[Article]:
This is an automated email from the ASF dual-hosted git repository.
sodonnell pushed a commit to branch master
in repository https://gitbox.apache.org/repos/asf/ozone.git
The following commit(s) were added to refs/heads/master by this push:
new cf47339128 HDDS-9735. Datanodes to retry close pipeline commands until
pipeline is removed. (#5643)
cf47339128 is described below
commit cf47339128a38e71805760fe120577a61b61682e
Author: SaketaChalamchala <[email protected]>
AuthorDate: Wed Nov 22 06:30:30 2023 -0800
HDDS-9735. Datanodes to retry close pipeline commands until pipeline is
removed. (#5643)
---
.../common/statemachine/StateContext.java | 18 ++++-
.../common/statemachine/TestStateContext.java | 91 +++++++++++++++++++++-
2 files changed, 104 insertions(+), 5 deletions(-)

[Directive A]:
Set down, unchanged, the part of the entries that opens with their first line and closes with the line containing "883L1328 715L24 678L0".

[Data rows]:
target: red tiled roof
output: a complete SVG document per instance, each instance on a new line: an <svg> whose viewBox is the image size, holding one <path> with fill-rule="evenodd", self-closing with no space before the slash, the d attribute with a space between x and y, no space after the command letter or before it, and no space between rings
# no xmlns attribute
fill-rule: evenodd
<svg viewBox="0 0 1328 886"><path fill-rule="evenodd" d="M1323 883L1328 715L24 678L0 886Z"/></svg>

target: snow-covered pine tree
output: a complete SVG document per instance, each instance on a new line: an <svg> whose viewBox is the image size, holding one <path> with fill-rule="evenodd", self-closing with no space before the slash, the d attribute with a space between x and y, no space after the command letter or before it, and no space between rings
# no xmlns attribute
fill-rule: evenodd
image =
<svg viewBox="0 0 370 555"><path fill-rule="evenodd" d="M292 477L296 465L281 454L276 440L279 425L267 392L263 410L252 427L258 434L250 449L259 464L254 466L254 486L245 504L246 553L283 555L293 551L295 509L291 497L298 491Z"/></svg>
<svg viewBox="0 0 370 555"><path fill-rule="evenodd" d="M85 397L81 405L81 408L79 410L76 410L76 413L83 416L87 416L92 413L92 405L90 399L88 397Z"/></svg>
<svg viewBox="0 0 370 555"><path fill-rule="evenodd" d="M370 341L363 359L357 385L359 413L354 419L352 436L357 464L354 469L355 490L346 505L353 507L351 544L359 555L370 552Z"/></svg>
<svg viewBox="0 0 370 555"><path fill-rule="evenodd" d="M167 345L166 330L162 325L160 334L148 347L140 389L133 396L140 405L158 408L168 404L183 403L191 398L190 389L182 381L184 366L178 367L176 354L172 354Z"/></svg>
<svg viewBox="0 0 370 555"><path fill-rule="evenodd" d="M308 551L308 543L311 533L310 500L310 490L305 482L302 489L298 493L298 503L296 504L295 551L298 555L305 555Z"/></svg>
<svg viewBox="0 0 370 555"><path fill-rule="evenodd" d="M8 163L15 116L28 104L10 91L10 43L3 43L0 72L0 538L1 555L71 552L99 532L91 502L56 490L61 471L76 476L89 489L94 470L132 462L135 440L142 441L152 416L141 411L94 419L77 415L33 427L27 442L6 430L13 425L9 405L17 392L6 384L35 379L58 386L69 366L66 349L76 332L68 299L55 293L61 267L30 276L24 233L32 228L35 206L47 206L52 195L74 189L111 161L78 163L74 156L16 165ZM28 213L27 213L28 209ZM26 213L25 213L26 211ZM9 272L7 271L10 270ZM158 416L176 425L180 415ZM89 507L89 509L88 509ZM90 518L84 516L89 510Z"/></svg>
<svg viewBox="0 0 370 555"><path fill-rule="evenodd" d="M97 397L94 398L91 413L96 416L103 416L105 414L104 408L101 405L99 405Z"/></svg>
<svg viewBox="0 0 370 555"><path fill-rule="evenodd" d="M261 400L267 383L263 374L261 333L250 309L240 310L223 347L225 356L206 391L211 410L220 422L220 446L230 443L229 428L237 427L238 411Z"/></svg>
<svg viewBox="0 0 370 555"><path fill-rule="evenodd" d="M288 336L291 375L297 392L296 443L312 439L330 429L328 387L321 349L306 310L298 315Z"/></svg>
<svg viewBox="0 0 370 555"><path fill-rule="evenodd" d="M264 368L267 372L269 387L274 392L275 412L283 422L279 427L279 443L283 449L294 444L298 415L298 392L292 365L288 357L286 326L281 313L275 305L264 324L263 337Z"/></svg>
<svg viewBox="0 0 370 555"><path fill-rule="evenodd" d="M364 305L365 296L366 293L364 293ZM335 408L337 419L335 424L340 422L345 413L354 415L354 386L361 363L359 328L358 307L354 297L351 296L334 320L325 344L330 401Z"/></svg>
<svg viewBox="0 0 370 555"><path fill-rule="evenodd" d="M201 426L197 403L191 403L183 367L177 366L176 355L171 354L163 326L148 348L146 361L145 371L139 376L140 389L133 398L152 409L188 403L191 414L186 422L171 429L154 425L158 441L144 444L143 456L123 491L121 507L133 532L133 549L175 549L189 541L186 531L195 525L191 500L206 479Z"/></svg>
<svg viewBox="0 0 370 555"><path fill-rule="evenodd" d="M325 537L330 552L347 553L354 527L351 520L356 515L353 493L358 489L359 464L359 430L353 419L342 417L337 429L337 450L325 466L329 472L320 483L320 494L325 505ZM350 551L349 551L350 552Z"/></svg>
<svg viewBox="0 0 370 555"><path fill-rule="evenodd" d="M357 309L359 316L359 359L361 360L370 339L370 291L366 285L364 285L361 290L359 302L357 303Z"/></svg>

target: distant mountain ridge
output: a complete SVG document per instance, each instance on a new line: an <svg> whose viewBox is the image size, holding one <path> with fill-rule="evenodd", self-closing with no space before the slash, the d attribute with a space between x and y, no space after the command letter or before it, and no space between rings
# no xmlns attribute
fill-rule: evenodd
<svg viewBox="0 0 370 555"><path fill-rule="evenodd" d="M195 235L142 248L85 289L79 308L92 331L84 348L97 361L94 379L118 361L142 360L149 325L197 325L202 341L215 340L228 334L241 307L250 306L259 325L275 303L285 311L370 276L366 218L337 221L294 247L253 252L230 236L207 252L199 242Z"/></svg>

[Directive B]:
From the commit email, extract unchanged the part that opens with the words "sodonnell pushed a" and closes with "is removed. (#5643)".

[Task result A]:
target: red tiled roof
output: a complete SVG document per instance, each instance on a new line: an <svg> whose viewBox is the image size, holding one <path> with fill-rule="evenodd", self-closing with no space before the slash, the d attribute with a space between x and y, no space after the command letter or before it, and no space between rings
# no xmlns attribute
fill-rule: evenodd
<svg viewBox="0 0 1328 886"><path fill-rule="evenodd" d="M1323 883L1328 715L24 678L0 886Z"/></svg>

[Task result B]:
sodonnell pushed a commit to branch master
in repository https://gitbox.apache.org/repos/asf/ozone.git
The following commit(s) were added to refs/heads/master by this push:
new cf47339128 HDDS-9735. Datanodes to retry close pipeline commands until
pipeline is removed. (#5643)